** Work instruction **
Return each entry word for word. Leave the images out.

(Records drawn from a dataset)

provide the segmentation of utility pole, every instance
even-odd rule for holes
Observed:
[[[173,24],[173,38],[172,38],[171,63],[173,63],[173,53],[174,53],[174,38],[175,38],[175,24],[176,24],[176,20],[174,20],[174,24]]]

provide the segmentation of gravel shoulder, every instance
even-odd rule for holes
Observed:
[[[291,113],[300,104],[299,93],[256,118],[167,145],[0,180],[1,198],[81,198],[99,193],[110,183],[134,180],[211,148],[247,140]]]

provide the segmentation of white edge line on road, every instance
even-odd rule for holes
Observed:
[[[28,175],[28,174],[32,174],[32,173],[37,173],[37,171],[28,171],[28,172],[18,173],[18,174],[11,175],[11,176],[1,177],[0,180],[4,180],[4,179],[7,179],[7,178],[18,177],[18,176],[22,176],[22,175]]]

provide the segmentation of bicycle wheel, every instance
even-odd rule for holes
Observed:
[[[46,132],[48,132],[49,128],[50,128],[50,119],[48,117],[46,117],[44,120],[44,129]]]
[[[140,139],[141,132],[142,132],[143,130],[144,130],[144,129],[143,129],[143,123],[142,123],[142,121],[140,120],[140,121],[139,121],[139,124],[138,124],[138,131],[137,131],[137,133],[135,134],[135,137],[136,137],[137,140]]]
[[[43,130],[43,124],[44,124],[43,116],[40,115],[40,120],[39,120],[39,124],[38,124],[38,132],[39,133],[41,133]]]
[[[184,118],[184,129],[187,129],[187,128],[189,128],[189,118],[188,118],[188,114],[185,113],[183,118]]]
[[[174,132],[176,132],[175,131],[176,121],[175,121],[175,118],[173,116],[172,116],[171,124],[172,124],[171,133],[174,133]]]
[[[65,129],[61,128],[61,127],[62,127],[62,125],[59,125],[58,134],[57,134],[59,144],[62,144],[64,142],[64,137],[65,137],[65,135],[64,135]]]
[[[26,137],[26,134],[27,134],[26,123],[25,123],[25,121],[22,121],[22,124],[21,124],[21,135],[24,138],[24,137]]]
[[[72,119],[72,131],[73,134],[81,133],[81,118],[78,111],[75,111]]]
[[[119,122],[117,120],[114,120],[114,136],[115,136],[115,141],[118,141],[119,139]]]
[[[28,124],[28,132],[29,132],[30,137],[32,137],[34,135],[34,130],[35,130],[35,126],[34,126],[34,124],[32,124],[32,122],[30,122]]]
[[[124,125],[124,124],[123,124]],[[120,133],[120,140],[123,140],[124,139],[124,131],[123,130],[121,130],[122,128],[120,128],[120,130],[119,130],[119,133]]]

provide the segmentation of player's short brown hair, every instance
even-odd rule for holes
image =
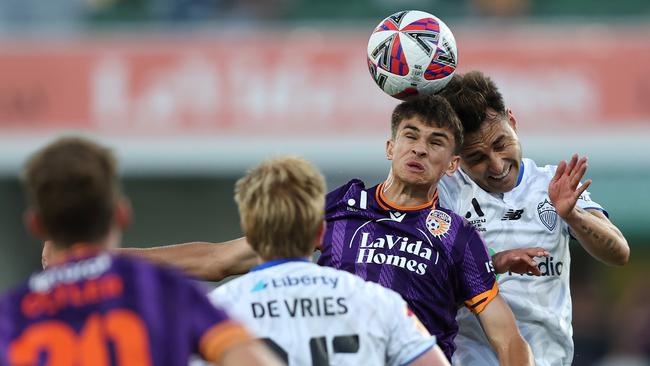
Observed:
[[[480,71],[454,75],[439,94],[454,108],[467,134],[477,131],[485,122],[508,117],[496,84]]]
[[[60,247],[103,239],[121,196],[117,163],[111,151],[88,139],[65,137],[27,161],[27,203]]]
[[[459,154],[463,147],[463,126],[449,105],[449,102],[438,95],[416,96],[395,107],[391,117],[391,136],[397,136],[399,124],[409,118],[419,117],[428,126],[449,130],[454,136],[454,154]]]
[[[325,180],[306,160],[262,162],[237,181],[235,201],[246,239],[262,259],[313,252],[325,215]]]

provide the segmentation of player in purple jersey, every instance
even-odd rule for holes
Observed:
[[[462,145],[460,122],[441,99],[421,98],[395,108],[386,147],[392,166],[384,183],[366,189],[352,180],[328,195],[319,263],[399,292],[450,358],[463,303],[478,314],[497,351],[503,339],[495,338],[508,336],[527,353],[498,296],[483,241],[467,221],[438,207],[436,183],[455,171]],[[496,320],[501,317],[508,319]],[[505,355],[500,359],[508,363]]]
[[[437,206],[436,185],[458,164],[462,127],[439,96],[398,105],[392,116],[386,181],[353,180],[328,195],[321,264],[396,290],[450,357],[461,304],[474,311],[503,364],[532,362],[512,312],[498,295],[485,244],[461,217]],[[240,274],[259,263],[245,238],[128,249],[203,279]]]
[[[111,153],[64,138],[25,168],[31,231],[50,268],[0,299],[0,365],[276,365],[239,323],[180,273],[118,257],[130,213]]]

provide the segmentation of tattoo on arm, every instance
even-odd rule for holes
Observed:
[[[591,227],[587,225],[582,225],[582,230],[587,234],[587,236],[592,237],[595,240],[600,241],[601,236],[598,235],[597,232],[595,232]],[[618,253],[618,250],[616,246],[614,245],[614,239],[609,238],[607,239],[607,242],[605,242],[604,249],[608,250],[611,253]]]

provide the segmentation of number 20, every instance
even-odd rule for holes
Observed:
[[[34,365],[45,351],[52,366],[108,366],[107,342],[115,345],[119,365],[151,365],[147,328],[130,310],[116,309],[105,315],[91,314],[80,333],[60,320],[28,327],[9,345],[9,363]]]

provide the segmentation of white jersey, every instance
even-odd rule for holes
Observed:
[[[465,216],[491,253],[527,247],[542,247],[550,253],[539,260],[540,277],[504,273],[497,278],[538,366],[570,365],[573,359],[569,227],[548,197],[555,170],[556,166],[540,168],[523,159],[518,185],[504,194],[484,191],[462,171],[445,176],[439,184],[441,206]],[[577,205],[602,210],[586,191]],[[461,309],[456,319],[460,330],[453,363],[498,365],[476,317]]]
[[[209,295],[293,365],[405,365],[435,337],[394,291],[306,260],[267,262]]]

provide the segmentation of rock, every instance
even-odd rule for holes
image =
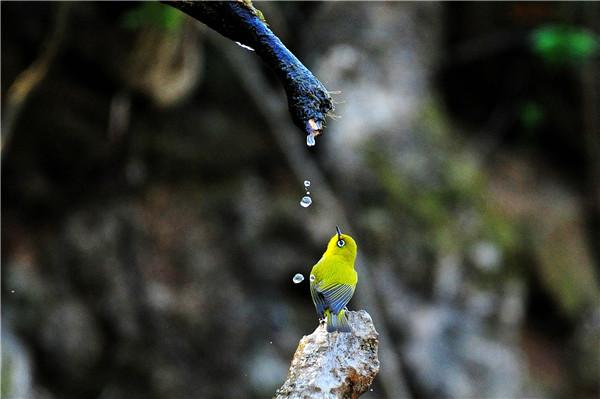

** Answer box **
provide the segmentation of utility pole, every instance
even-odd rule for holes
Observed:
[[[173,24],[173,38],[172,38],[171,63],[173,63],[173,53],[174,53],[174,38],[175,38],[175,24],[176,24],[176,20],[174,20],[174,24]]]

provide the segmentation of gravel shoulder, every instance
even-odd rule for holes
Observed:
[[[291,113],[300,104],[299,93],[256,118],[167,145],[0,180],[1,198],[81,198],[99,193],[110,183],[134,180],[211,148],[247,140]]]

provide the segmentation of white edge line on road, every instance
even-odd rule for holes
Observed:
[[[28,175],[28,174],[32,174],[32,173],[37,173],[37,171],[28,171],[28,172],[18,173],[18,174],[11,175],[11,176],[1,177],[0,180],[4,180],[4,179],[7,179],[7,178],[18,177],[18,176],[22,176],[22,175]]]

provide the segmentation of bicycle wheel, every instance
even-odd rule for holes
Observed:
[[[46,132],[48,132],[49,128],[50,128],[50,119],[48,117],[46,117],[44,120],[44,129]]]
[[[140,139],[141,132],[142,132],[143,130],[144,130],[144,129],[143,129],[143,123],[142,123],[142,121],[140,120],[140,121],[139,121],[139,124],[138,124],[138,131],[137,131],[137,133],[135,134],[135,137],[136,137],[137,140]]]
[[[43,130],[43,124],[44,124],[43,116],[40,115],[40,120],[39,120],[39,124],[38,124],[38,132],[39,133],[41,133]]]
[[[184,118],[184,129],[187,129],[187,128],[189,128],[189,118],[188,118],[188,114],[185,113],[183,118]]]
[[[174,132],[176,132],[175,131],[176,121],[175,121],[175,118],[173,116],[172,116],[171,124],[172,124],[171,133],[174,133]]]
[[[65,129],[61,128],[61,127],[62,127],[62,125],[59,125],[58,134],[57,134],[59,144],[62,144],[64,142],[64,137],[65,137],[65,135],[64,135]]]
[[[26,137],[26,134],[27,134],[26,123],[25,123],[25,121],[22,121],[22,124],[21,124],[21,135],[24,138],[24,137]]]
[[[72,119],[72,131],[73,134],[81,133],[81,118],[78,111],[75,111]]]
[[[119,122],[117,120],[114,120],[114,136],[115,136],[115,141],[118,141],[119,139]]]
[[[28,124],[28,132],[29,132],[30,137],[32,137],[34,135],[34,130],[35,130],[35,126],[34,126],[34,124],[32,124],[32,122],[30,122]]]
[[[124,125],[124,124],[123,124]],[[120,133],[120,140],[123,140],[124,139],[124,131],[123,130],[121,130],[122,128],[120,128],[120,130],[119,130],[119,133]]]

provide the segmentation of player's short brown hair, every instance
even-odd rule for holes
image =
Observed:
[[[480,71],[454,75],[439,94],[454,108],[467,134],[477,131],[485,122],[508,117],[496,84]]]
[[[60,247],[103,239],[121,196],[117,163],[111,151],[88,139],[65,137],[27,161],[27,203]]]
[[[459,154],[463,147],[463,126],[449,105],[449,102],[438,95],[416,96],[395,107],[391,117],[391,136],[397,136],[399,124],[409,118],[419,117],[428,126],[449,130],[454,136],[454,154]]]
[[[325,180],[306,160],[262,162],[237,181],[235,201],[246,239],[262,259],[313,252],[325,215]]]

provide the segmentation of player in purple jersey, every instance
even-odd rule for holes
Observed:
[[[462,145],[460,122],[441,99],[421,98],[395,108],[386,147],[392,166],[384,183],[366,189],[352,180],[328,195],[319,263],[399,292],[450,358],[463,303],[478,314],[497,351],[503,339],[495,338],[508,336],[527,353],[498,296],[483,241],[467,221],[438,207],[436,183],[455,171]],[[496,320],[501,317],[508,319]],[[505,355],[500,359],[508,363]]]
[[[437,206],[436,185],[458,164],[462,127],[439,96],[398,105],[392,116],[386,181],[353,180],[328,195],[321,264],[396,290],[450,357],[461,304],[474,311],[503,364],[532,362],[512,312],[498,295],[485,244],[461,217]],[[240,274],[259,263],[245,238],[128,249],[203,279]]]
[[[111,153],[64,138],[25,168],[31,231],[50,268],[0,299],[0,365],[276,365],[239,323],[180,273],[118,257],[130,213]]]

provide the segmentation of tattoo on arm, every instance
even-odd rule for holes
Observed:
[[[591,227],[587,225],[582,225],[582,230],[587,234],[587,236],[592,237],[595,240],[600,241],[601,236],[598,235],[597,232],[595,232]],[[618,253],[618,250],[616,246],[614,245],[614,239],[609,238],[607,239],[607,242],[605,242],[604,249],[608,250],[611,253]]]

provide the segmentation of number 20, every instance
even-odd rule for holes
Observed:
[[[34,365],[45,351],[52,366],[108,366],[107,342],[115,345],[119,365],[151,365],[147,328],[130,310],[116,309],[105,315],[91,314],[80,333],[60,320],[28,327],[9,345],[9,363]]]

provide the segmentation of white jersey, every instance
even-odd rule for holes
Observed:
[[[465,216],[491,253],[527,247],[542,247],[550,253],[539,260],[540,277],[504,273],[497,278],[538,366],[570,365],[573,359],[569,227],[548,197],[555,170],[556,166],[540,168],[523,159],[518,185],[504,194],[484,191],[462,171],[445,176],[439,184],[441,206]],[[577,205],[602,210],[586,191]],[[461,309],[456,319],[460,330],[453,363],[498,365],[476,317]]]
[[[209,295],[293,365],[405,365],[435,337],[394,291],[306,260],[267,262]]]

provide the segmentation of rock, every instance
even-odd rule for holes
image =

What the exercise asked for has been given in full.